## The task
What follows is a set of records; give them all back exactly.

§

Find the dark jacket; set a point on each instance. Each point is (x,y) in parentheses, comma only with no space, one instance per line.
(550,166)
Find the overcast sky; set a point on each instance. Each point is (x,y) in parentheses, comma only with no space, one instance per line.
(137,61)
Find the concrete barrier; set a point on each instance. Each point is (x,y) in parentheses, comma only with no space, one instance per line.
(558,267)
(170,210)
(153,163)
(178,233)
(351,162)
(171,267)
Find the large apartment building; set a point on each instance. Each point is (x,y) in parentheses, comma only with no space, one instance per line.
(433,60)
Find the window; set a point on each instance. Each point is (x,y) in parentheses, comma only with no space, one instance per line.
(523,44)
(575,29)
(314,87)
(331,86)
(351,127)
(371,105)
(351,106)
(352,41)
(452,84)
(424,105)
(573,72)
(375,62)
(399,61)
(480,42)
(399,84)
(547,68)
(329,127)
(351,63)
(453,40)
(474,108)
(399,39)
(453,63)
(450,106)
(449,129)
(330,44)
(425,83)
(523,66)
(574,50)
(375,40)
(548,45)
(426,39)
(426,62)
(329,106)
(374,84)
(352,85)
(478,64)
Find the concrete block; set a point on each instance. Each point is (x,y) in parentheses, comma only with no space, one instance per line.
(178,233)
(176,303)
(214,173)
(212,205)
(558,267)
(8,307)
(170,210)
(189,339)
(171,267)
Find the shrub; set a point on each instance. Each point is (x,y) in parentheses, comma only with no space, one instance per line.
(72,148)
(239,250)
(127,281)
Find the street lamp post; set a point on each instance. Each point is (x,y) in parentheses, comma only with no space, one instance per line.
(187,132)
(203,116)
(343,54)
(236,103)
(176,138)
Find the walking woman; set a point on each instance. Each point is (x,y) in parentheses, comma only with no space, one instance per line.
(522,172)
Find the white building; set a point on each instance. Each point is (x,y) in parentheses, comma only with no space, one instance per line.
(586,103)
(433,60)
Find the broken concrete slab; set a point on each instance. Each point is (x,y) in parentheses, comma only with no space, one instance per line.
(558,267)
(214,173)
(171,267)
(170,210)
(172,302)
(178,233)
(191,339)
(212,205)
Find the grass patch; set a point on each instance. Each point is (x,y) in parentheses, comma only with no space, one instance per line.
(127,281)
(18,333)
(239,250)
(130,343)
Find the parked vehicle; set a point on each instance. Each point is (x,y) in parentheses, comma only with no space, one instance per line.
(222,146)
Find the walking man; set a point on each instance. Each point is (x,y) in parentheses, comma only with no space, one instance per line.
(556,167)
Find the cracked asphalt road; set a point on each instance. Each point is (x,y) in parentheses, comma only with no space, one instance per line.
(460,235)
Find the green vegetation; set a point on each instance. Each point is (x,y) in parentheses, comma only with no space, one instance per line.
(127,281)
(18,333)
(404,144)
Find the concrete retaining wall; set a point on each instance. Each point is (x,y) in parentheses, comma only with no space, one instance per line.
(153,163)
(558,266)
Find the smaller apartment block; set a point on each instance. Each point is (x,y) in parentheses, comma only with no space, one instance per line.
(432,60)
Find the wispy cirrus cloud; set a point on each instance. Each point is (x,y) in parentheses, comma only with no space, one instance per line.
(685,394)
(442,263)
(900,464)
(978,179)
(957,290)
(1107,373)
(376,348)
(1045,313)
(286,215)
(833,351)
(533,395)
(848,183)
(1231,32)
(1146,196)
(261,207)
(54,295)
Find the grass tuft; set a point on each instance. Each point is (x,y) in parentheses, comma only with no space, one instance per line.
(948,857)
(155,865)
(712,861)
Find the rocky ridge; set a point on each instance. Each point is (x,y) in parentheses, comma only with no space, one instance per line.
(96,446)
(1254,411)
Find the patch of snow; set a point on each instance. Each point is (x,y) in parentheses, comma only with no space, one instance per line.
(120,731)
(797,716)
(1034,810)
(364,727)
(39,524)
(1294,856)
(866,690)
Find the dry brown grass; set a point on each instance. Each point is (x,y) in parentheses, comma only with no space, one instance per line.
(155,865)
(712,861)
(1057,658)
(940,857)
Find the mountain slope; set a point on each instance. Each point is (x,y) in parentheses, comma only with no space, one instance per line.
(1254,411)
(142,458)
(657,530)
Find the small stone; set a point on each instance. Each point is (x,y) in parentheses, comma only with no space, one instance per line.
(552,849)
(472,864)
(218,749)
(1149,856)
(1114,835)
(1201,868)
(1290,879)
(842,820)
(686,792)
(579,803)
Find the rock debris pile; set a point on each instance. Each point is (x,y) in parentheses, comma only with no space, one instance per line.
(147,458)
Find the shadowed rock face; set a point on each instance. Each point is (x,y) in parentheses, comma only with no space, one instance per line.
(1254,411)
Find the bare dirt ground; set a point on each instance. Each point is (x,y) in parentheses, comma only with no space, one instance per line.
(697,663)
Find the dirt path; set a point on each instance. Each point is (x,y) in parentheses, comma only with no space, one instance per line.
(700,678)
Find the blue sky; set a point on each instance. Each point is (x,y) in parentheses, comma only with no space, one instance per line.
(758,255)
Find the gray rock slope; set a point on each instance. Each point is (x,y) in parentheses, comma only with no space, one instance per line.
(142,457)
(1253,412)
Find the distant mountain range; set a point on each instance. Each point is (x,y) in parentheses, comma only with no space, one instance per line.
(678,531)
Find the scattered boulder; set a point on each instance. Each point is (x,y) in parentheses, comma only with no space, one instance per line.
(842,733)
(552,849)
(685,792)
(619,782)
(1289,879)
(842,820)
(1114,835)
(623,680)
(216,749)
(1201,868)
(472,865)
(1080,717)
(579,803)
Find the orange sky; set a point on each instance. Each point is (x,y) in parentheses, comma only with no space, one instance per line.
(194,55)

§

## Response for this exercise
Find the dark jacket; set a point on each instance. Each point is (x,y) in parentheses, comma only with no space, one instance per line.
(550,166)
Find the overcast sky; set a point on each instance. Each point is (x,y) in parentheses, comma only with no space, one instance per line.
(137,61)
Find the concrete barrier; set a point on each instance. Each point is (x,y) in parentheses, comma only with no space, one instance per line.
(558,267)
(170,210)
(153,163)
(178,233)
(351,162)
(171,267)
Find the large apartment building; set a point on each instance. Each point is (x,y) in parentheses, comma only with no space, one instance per line.
(433,60)
Find the window; set a point on each instance. Each point is (x,y) in parentheses, comma only with no space, one instance per line.
(523,44)
(575,29)
(314,87)
(331,86)
(351,127)
(371,105)
(351,106)
(352,41)
(452,84)
(424,105)
(573,72)
(375,62)
(399,61)
(480,42)
(399,84)
(547,68)
(329,127)
(351,63)
(453,40)
(474,108)
(399,39)
(453,63)
(450,106)
(449,129)
(330,44)
(425,83)
(523,66)
(574,50)
(375,40)
(548,45)
(426,39)
(426,62)
(329,106)
(374,84)
(352,85)
(478,64)
Find the concrete block; set a point on each instance. Each point is (x,y) in parentheses, comma only with no space, one instance per line.
(178,233)
(176,303)
(214,173)
(212,205)
(558,267)
(8,307)
(170,210)
(189,339)
(171,267)
Find the shrub; set a point on each instance. Each point is (x,y) in parentheses, comma only with no space, one instance per line.
(72,148)
(239,250)
(127,281)
Find the street lamp post; set a point on each instance. Each point is (x,y) in parentheses, comma only with no space, one instance per line.
(187,132)
(203,116)
(343,54)
(236,103)
(176,138)
Find the walking woman; set a point on each instance. Each point is (x,y) in parentheses, comma only with no space, one instance per line.
(522,172)
Find the white building; set a point on each instance. Each point is (x,y) in parentheses, comma only with no space, one instance per line.
(586,103)
(433,60)
Find the broken concrete slab; set a point on each instance. Each point is (x,y) in parentheses, comma only with no space, one instance per line.
(558,267)
(214,173)
(171,267)
(170,210)
(172,302)
(178,233)
(191,339)
(212,205)
Find the grass patch; set a point on each instance. Each point is (x,y) in parentheses, comma only with no space, one instance per line.
(127,281)
(18,333)
(239,250)
(130,343)
Find the parked vehicle; set a point on each instance. Each point is (x,y) in parentheses, comma only with no space, one instance per line.
(222,146)
Find the walking man; set a point on each instance. Each point is (x,y) in parentheses, comma only with no space, one instance per line.
(556,167)
Find the cracked asphalt road; set a point on each instance. Each point is (x,y) in parentheses, comma only with no space, one instance per line.
(460,235)
Find the green vegetation; set a point on each instance. Each point is (x,y) in parentheses, comma only with no space, one instance per line.
(127,281)
(18,333)
(404,144)
Find the concrete retaining wall; set a point on each instance. Each point is (x,y) in parentheses, comma only with no space, one instance per line.
(153,163)
(558,266)
Find the smaller apartment block; set a point on each instance. Each point is (x,y) in parentheses, comma only with no space, one instance per line.
(432,60)
Find the wispy cirrus cloud; set a point on each instance. Each point is (x,y) in parentheses, comma only with no space, one instance per line.
(685,394)
(442,263)
(900,464)
(978,179)
(957,290)
(1107,373)
(376,348)
(1045,313)
(286,215)
(833,351)
(533,395)
(848,183)
(1231,32)
(1146,196)
(261,207)
(54,295)
Find the grass tuft; set a point on each instance. Each point is (x,y) in parentheses, comma only with no space, one instance per line.
(948,857)
(155,865)
(712,861)
Find the rocky ridge; set a point on each instance. Each point is (x,y) in parentheses, comma only with no space, one instance per line.
(96,446)
(1254,411)
Find the patch of snow; set a point on each instance. Each point is (x,y) in parentheses, comma only with no space, one instance per line.
(120,731)
(797,716)
(1034,810)
(364,727)
(39,524)
(1294,856)
(866,690)
Find the dry brown grass; set a point on each instance. Each point is (x,y) in parentheses, comma only with no space, one instance per line.
(155,865)
(712,861)
(1057,658)
(940,857)
Find the mountain slope; set a point on each instance. Each point is (x,y) in parentheses, comma only with no space, one instance per line.
(1254,411)
(142,458)
(657,530)
Find the small stone; set a point on each instance. Each point is (x,y) in parentheses, comma only with no space, one instance per line.
(552,849)
(472,864)
(218,749)
(1149,856)
(1114,835)
(1201,868)
(1290,879)
(842,820)
(686,792)
(579,803)
Find the rock debris pile; set a point on each instance. Each point is (x,y) in parentheses, comma only with no space, one instance per line.
(147,458)
Find the shadowed rock face; set a point on each instance. Each point is (x,y) in parentheses, comma only with no space, one instance per line.
(1254,411)
Find the bare dirt ground; set a point on each instance. Each point is (x,y) in parentheses, comma only with no space, one instance per line.
(697,663)
Find the dirt path; set a point on each instance. Each point is (x,y) in parentheses, comma only with no space, one instance per line.
(700,678)
Find the blue sky; set a point on each instance. Each point is (x,y) in parentheses, comma only with no space, one instance per line.
(758,255)
Find the gray rock slope; set a point on each instance. Each point is (x,y) in parentheses, comma only with no space, one instance per line.
(142,457)
(1253,412)
Find the distant mountain range; set a point on each instance. Each point is (x,y) in parentheses, comma only with no space, one instance per line.
(678,531)
Find the scattered boulder; set a point on each instance. Each point is (x,y) in parentheses, comma only with no space, one instance per line.
(842,733)
(552,849)
(685,792)
(619,782)
(1289,879)
(842,820)
(1114,835)
(623,680)
(216,749)
(1201,868)
(472,865)
(1080,717)
(579,803)
Find the orange sky; set a point on each instance. Each point is (x,y) in parentheses, comma only with no space, one instance per line.
(194,55)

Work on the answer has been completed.